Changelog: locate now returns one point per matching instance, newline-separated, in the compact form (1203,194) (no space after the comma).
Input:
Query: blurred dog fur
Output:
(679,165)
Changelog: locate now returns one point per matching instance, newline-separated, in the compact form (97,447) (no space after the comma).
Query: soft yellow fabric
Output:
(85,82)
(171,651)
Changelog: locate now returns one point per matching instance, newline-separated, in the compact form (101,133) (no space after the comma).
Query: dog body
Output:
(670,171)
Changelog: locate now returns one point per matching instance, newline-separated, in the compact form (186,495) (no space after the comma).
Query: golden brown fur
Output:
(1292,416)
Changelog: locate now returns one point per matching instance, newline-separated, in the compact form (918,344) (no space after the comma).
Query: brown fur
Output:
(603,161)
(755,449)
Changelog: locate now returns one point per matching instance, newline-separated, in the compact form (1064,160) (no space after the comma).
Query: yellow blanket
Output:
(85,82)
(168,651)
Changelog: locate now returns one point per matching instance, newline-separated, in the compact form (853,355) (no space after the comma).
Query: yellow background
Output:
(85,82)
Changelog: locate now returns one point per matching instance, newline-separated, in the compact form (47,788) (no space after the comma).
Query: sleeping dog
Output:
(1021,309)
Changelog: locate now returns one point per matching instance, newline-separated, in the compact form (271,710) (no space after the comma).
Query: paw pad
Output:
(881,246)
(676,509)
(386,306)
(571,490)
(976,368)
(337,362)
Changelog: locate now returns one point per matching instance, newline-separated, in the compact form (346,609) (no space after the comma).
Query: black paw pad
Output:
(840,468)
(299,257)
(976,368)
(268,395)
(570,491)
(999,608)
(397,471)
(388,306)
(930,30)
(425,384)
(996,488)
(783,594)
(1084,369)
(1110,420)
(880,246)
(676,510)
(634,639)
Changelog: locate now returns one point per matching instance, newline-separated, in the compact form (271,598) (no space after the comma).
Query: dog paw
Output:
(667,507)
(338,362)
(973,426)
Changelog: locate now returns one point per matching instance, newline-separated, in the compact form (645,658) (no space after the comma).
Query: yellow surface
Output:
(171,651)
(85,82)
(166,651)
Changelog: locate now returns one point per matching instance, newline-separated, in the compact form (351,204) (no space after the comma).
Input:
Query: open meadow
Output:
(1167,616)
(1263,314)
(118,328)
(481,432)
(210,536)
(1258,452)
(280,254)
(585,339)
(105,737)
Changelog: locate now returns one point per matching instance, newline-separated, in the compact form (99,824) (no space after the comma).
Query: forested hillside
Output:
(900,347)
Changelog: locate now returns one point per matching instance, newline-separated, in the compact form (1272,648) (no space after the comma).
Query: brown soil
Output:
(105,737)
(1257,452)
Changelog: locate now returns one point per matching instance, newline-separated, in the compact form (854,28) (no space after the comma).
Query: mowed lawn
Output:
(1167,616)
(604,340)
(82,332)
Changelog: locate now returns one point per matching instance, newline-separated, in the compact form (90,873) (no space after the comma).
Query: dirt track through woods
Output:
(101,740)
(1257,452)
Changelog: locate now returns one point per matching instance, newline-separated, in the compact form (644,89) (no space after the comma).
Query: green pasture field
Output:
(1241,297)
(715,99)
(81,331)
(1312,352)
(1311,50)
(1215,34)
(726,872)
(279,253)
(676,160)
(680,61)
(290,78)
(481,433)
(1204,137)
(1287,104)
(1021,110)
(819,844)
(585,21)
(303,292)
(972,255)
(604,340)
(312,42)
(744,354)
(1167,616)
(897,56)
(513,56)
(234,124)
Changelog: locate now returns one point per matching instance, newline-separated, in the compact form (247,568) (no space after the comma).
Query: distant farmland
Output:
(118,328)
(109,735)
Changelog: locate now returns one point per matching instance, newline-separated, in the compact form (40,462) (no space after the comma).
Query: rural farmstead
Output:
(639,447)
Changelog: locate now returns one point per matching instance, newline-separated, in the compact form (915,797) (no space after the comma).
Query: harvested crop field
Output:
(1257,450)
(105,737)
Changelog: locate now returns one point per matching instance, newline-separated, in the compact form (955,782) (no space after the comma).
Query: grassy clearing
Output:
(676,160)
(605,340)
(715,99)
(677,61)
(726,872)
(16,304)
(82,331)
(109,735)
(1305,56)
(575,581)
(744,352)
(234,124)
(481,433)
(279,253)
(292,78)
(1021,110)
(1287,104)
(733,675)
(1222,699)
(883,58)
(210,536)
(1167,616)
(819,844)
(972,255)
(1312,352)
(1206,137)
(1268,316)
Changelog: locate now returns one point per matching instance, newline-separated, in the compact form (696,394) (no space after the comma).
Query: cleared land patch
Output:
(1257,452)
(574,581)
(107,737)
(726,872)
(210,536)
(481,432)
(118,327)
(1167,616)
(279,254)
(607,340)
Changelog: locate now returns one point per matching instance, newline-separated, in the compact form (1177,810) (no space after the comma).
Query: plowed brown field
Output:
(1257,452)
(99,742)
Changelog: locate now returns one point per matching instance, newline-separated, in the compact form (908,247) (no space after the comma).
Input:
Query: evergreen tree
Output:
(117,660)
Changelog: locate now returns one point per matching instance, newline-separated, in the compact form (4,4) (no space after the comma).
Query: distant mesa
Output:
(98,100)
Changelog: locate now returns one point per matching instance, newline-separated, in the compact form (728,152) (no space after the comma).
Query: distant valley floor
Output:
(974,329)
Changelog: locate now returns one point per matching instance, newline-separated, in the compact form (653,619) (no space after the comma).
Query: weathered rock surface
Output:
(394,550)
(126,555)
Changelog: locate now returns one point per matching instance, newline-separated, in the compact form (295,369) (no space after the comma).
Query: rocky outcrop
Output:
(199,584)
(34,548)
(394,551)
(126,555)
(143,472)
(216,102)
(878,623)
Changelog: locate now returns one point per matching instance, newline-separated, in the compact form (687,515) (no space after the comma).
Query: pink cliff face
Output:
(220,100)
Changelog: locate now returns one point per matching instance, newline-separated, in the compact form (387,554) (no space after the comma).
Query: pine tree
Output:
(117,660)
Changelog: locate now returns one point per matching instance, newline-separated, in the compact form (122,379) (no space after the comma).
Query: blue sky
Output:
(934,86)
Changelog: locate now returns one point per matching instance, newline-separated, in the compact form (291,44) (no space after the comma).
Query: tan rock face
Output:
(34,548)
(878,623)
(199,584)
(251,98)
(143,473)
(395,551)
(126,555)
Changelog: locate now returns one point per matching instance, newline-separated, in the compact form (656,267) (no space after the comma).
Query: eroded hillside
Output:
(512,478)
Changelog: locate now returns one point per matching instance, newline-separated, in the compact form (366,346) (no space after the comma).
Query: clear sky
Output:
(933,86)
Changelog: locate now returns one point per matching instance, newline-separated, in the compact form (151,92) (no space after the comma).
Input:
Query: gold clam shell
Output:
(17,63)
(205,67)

[EXERCISE PROMPT] From the first line to the last, retype the data exactly.

[FINAL ANSWER]
Changelog: locate now returns one point per matching instance, newline-separated, in the compact form (1203,194) (no space after the comma).
Input:
Query: blurred dog fur
Output:
(679,165)
Changelog: locate now returns one point per matching instance, newline-separated, in the compact form (97,447) (no space after the comma).
Query: soft yellow fabric
Output:
(85,82)
(171,651)
Changelog: locate now returns one point per matching instance, newline-separated, in the compact form (101,133) (no space after the comma).
Query: dog body
Output:
(670,171)
Changelog: locate now returns one point per matching instance, newline-separated, in the compact form (186,495) (no space after the comma).
Query: golden brown fur
Output:
(1292,416)
Changelog: locate now returns one point per matching instance, newline-separated, in the compact form (918,344) (no space after the comma).
Query: brown fur
Output:
(603,161)
(755,449)
Changelog: locate now returns one point per matching instance, newline-separated, in the compact form (1064,160) (no space after the comma).
Query: yellow blanket
Output:
(85,82)
(168,651)
Changelog: locate now returns one point per matching instance, newline-separated, in the compact form (853,355) (no space after the comma).
Query: yellow background
Output:
(85,82)
Changelog: locate now returns one point per matching instance, newline-separated, in the compact form (47,788) (no space after the comma).
Query: sleeping dog
Output:
(1021,309)
Changelog: locate now returns one point per matching instance, newline-separated, in the compact form (271,710) (no space after the comma).
Query: paw pad
Output:
(881,246)
(676,509)
(386,306)
(571,490)
(976,368)
(337,362)
Changelog: locate now returns one point per matching instance, newline-separated, in the compact form (346,609) (no space after the comma).
Query: black paw pad
Output:
(840,468)
(299,257)
(976,368)
(268,395)
(570,491)
(999,608)
(397,471)
(388,306)
(930,30)
(425,384)
(996,488)
(783,594)
(1084,369)
(1110,420)
(880,246)
(676,510)
(634,639)
Changelog: locate now returns one point per matching instance, newline-separated, in the compact form (271,598) (no space after the comma).
Query: dog paw
Output:
(667,507)
(338,362)
(973,426)
Changelog: locate now returns one point per matching instance, newline-separated, in the compact form (645,658) (no space after the comma).
Query: yellow surface
Output:
(171,651)
(85,82)
(166,651)
Changelog: locate now returns one point per matching instance, newline-separated, in the compact form (351,204) (no space after the comma).
Input:
Query: open meadow
Output:
(1167,616)
(1263,314)
(118,328)
(481,432)
(210,536)
(1258,452)
(280,254)
(585,339)
(105,737)
Changelog: locate now returns one point per matching instance, newline-separated, in the compact form (99,824) (no space after the comma).
Query: forested hillside
Output:
(900,347)
Changelog: locate now returns one point per matching instance, newline-separated, in the compact form (1272,648) (no space after the comma).
Query: brown soil
Output:
(105,737)
(1257,452)
Changelog: locate now returns one point per matching instance, newline-separated, in the compact form (854,28) (no space after the comma).
Query: mowed lawn
Output:
(1167,616)
(604,340)
(82,332)
Changelog: locate now returns one point per matching instance, newline-separated, in the compact form (90,873) (no space after the comma).
Query: dirt track through woods
Output:
(101,740)
(1257,452)
Changelog: locate now returns one point per matching instance, newline-separated, in the compact form (644,89) (no space after the comma).
Query: green pasture field
Output:
(1241,297)
(715,99)
(81,331)
(1312,352)
(1311,50)
(1215,34)
(726,872)
(279,253)
(676,160)
(680,61)
(290,78)
(481,433)
(1204,137)
(1287,104)
(1021,110)
(819,844)
(585,21)
(303,292)
(972,255)
(604,340)
(312,42)
(744,354)
(1167,616)
(897,56)
(513,56)
(234,124)
Changelog: locate now returns one point per matching instance, newline-separated, in the compact form (247,568) (no space after the comma).
Query: distant farmland
Output:
(118,328)
(109,735)
Changelog: locate now returns one point per matching instance, newline-separated, in the compact form (40,462) (no space after the comma).
Query: rural farmstead
Output:
(639,447)
Changelog: locate now returns one point per matching instance, newline-separated, in the compact form (915,797) (no space after the comma).
Query: harvested crop field
Output:
(1257,450)
(105,737)
Changelog: locate now returns one point per matching instance, newline-separated, in the compact form (955,782) (no space after the comma).
Query: grassy clearing
Output:
(676,160)
(605,340)
(715,99)
(677,61)
(726,872)
(16,304)
(82,331)
(109,735)
(1305,56)
(575,581)
(744,352)
(234,124)
(481,433)
(279,253)
(292,78)
(1021,110)
(1287,104)
(733,675)
(1222,699)
(883,58)
(210,536)
(1167,616)
(819,844)
(972,255)
(1312,352)
(1206,137)
(1268,316)
Changelog: locate now returns one point per matching instance, newline-separated, in the compact form (696,394) (no space after the comma).
Query: cleared land patch
Output:
(1257,452)
(574,581)
(107,737)
(726,872)
(210,536)
(481,432)
(118,327)
(1167,616)
(279,254)
(607,340)
Changelog: locate now returns one point per matching instance, newline-separated, in the compact form (1177,810) (no space after the comma).
Query: plowed brown field
Output:
(1257,452)
(99,742)
Changelog: locate now returns one point per matching instance, newline-separated, in the compact form (908,247) (no space after the comma).
Input:
Query: evergreen tree
Output:
(117,660)
Changelog: locate now returns one point per matching instance, newline-separated, in the compact form (4,4) (no space after the comma).
Query: distant mesa
Output:
(98,100)
Changelog: locate now returns one point per matching instance, newline-separated, in the compact form (728,152) (no space after the comma).
Query: distant valley floor
Output:
(974,329)
Changelog: locate now returns one point per matching instance, newline-separated, in the compact form (653,619) (no space after the comma).
Query: weathered rock surface
Output:
(394,550)
(126,555)
Changelog: locate now returns one point per matching instance, newline-separated, in the compact form (295,369) (no space after the comma).
Query: rocky outcrop
Output:
(199,584)
(34,548)
(394,551)
(126,555)
(143,472)
(216,102)
(878,623)
Changelog: locate now returns one point per matching instance, newline-separated, in the compact form (687,515) (no space after the comma).
Query: pink cliff face
Output:
(220,100)
Changelog: locate now returns one point per matching instance, newline-separated, in the compact form (387,554) (no space after the comma).
Query: pine tree
Output:
(117,660)
Changelog: locate now returns one point per matching instance, newline-separated, in the compact form (122,379) (no space after the comma).
Query: blue sky
Output:
(934,86)
Changelog: locate now returns one point per matching instance, newline-separated, in the compact form (291,44) (no space after the comma).
Query: tan rock face
Output:
(34,548)
(878,623)
(199,584)
(251,98)
(143,473)
(395,551)
(126,555)
Changelog: locate now returns one point per matching instance, newline-separated, in the compact form (656,267) (no space after the comma).
Query: eroded hillside
Output:
(512,478)
Changelog: locate now returns one point per matching instance, newline-separated, in the compact form (366,346) (no space after the comma).
Query: clear sky
Output:
(933,86)
Changelog: locate now returns one point per matching instance, newline-separated, in the compact form (151,92) (no space after the comma).
Input:
Query: gold clam shell
Output:
(17,63)
(205,67)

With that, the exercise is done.